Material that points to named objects
__________
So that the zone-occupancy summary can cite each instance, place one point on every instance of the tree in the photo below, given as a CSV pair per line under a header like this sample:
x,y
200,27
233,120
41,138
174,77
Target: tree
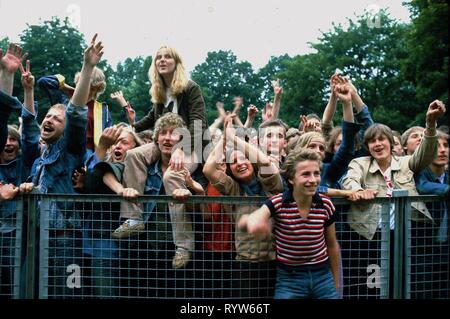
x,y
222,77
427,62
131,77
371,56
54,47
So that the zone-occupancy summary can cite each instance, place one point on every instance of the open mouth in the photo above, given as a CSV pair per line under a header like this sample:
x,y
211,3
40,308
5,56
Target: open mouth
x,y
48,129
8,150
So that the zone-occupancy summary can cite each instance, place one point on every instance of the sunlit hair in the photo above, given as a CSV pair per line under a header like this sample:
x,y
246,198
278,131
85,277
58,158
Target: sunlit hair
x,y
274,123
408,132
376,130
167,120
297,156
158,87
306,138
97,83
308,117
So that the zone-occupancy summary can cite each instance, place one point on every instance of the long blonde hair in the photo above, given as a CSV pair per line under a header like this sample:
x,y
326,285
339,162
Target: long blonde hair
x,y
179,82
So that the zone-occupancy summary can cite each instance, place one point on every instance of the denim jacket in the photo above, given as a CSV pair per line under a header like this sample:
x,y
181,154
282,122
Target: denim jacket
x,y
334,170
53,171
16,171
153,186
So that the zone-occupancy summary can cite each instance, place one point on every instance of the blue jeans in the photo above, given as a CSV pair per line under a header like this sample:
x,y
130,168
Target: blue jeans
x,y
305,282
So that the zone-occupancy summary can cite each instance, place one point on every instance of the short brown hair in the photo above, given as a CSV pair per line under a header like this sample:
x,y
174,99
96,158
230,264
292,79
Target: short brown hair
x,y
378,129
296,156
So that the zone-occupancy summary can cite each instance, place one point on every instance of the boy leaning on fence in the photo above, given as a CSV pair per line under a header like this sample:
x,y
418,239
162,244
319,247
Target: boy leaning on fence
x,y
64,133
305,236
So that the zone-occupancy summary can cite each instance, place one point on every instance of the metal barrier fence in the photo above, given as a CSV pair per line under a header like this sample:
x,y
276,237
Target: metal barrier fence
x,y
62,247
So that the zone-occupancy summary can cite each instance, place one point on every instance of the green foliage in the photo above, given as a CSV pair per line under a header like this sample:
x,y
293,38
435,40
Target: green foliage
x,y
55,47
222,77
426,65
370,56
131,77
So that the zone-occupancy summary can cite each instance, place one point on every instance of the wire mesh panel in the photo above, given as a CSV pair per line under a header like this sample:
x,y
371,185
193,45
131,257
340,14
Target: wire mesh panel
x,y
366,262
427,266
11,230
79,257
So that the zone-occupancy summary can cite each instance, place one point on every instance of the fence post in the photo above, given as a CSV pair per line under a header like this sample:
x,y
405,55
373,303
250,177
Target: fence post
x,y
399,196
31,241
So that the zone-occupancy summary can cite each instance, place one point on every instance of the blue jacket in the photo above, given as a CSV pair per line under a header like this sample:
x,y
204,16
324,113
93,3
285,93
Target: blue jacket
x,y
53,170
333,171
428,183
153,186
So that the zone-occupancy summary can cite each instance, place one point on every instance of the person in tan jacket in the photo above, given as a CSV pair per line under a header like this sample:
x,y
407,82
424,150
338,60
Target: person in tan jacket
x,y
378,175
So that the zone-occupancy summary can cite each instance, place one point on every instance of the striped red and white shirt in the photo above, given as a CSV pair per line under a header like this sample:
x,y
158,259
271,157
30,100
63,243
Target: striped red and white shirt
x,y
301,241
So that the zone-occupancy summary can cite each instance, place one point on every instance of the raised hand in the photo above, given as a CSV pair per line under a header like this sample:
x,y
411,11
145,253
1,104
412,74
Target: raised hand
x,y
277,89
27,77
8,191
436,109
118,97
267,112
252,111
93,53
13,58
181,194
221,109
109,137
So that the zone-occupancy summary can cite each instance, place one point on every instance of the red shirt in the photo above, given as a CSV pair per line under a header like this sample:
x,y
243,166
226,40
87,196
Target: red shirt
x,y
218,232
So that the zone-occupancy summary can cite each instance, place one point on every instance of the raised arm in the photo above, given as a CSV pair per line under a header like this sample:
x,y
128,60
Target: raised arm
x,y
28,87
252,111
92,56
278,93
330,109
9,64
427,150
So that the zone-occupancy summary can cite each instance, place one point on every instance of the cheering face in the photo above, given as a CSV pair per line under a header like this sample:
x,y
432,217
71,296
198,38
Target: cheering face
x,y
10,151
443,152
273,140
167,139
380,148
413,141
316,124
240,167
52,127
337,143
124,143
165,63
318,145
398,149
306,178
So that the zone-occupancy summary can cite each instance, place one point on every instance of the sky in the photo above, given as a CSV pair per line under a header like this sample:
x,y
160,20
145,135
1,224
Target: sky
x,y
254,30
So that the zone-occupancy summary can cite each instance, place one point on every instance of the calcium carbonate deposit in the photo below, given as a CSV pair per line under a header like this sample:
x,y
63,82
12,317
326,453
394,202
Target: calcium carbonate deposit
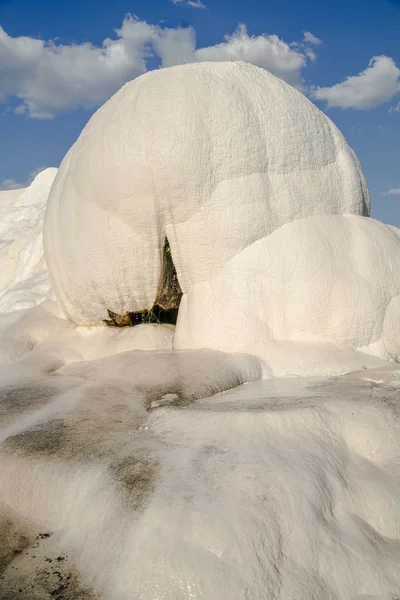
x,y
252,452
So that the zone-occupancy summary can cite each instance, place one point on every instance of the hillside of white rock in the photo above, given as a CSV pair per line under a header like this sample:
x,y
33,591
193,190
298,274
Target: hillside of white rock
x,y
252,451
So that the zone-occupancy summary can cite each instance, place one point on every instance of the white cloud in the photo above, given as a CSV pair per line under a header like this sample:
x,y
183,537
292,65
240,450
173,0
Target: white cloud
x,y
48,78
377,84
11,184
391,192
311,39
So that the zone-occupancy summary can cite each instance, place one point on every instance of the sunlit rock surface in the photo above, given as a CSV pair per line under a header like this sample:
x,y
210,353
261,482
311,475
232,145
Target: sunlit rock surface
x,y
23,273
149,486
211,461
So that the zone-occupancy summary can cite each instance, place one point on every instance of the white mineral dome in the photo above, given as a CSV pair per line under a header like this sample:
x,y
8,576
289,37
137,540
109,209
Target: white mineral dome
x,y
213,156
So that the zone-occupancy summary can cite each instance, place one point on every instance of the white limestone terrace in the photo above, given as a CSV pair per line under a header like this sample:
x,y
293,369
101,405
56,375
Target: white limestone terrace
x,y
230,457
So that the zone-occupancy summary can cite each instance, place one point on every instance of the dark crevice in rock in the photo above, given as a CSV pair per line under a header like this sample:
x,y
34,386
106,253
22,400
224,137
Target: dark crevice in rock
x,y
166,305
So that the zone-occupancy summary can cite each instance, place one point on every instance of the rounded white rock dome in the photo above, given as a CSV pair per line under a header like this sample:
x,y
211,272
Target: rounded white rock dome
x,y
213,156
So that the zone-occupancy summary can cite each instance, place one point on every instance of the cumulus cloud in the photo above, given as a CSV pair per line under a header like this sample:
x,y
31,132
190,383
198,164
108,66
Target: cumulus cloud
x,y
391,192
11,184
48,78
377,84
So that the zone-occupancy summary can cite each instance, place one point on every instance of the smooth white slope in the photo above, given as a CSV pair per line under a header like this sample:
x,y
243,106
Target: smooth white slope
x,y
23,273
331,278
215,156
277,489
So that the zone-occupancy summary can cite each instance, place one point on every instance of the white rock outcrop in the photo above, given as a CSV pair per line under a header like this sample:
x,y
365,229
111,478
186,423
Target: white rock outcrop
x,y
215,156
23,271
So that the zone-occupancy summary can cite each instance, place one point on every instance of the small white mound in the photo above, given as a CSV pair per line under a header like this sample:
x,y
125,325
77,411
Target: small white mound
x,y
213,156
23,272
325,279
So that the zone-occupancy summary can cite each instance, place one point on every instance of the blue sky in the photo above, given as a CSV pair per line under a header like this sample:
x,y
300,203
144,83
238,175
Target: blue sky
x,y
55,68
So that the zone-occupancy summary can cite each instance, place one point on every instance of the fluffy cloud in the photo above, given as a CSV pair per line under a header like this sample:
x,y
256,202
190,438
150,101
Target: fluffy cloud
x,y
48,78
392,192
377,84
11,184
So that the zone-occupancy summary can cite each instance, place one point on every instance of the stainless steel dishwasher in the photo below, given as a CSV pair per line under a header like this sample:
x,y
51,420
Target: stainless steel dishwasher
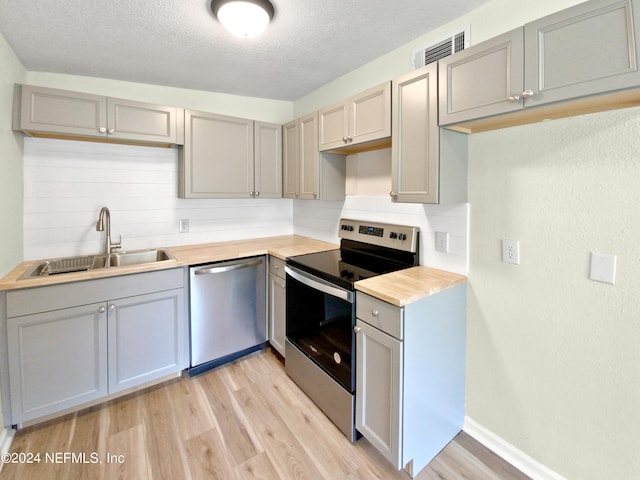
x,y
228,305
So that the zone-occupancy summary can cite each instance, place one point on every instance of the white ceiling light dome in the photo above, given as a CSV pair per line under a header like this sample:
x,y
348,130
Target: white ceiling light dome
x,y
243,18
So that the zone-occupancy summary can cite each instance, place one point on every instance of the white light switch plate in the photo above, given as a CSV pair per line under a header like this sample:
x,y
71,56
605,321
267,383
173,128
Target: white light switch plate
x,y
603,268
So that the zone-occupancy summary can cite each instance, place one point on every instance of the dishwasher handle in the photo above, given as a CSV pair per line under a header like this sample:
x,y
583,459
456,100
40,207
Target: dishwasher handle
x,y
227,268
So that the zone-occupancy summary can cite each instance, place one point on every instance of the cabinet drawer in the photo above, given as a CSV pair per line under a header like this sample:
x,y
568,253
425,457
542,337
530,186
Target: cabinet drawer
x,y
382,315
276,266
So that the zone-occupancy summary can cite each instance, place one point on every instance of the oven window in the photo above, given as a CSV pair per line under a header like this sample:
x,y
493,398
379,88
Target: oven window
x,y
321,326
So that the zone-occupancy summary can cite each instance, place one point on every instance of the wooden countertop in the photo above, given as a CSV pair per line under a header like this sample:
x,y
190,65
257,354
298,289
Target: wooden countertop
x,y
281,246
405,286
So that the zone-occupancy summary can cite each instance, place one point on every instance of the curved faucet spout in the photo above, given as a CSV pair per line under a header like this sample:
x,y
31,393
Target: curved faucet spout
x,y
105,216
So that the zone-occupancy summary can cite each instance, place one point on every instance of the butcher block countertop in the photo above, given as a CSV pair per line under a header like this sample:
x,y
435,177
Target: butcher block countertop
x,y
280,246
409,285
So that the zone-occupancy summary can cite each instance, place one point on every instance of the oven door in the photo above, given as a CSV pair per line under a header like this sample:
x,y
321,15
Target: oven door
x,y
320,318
__________
**WHAT YOU SHOULD DO:** Repeat, word for word, every line of the material from the one containing "the oven door" through the last line.

**THE SOLUTION:**
So that the zone-occupancy summary can cite each instance, place one point on every instance of the oven door in the photo above, given as a CSV pair per line under a header like this sample:
x,y
321,15
Target: oven door
x,y
320,318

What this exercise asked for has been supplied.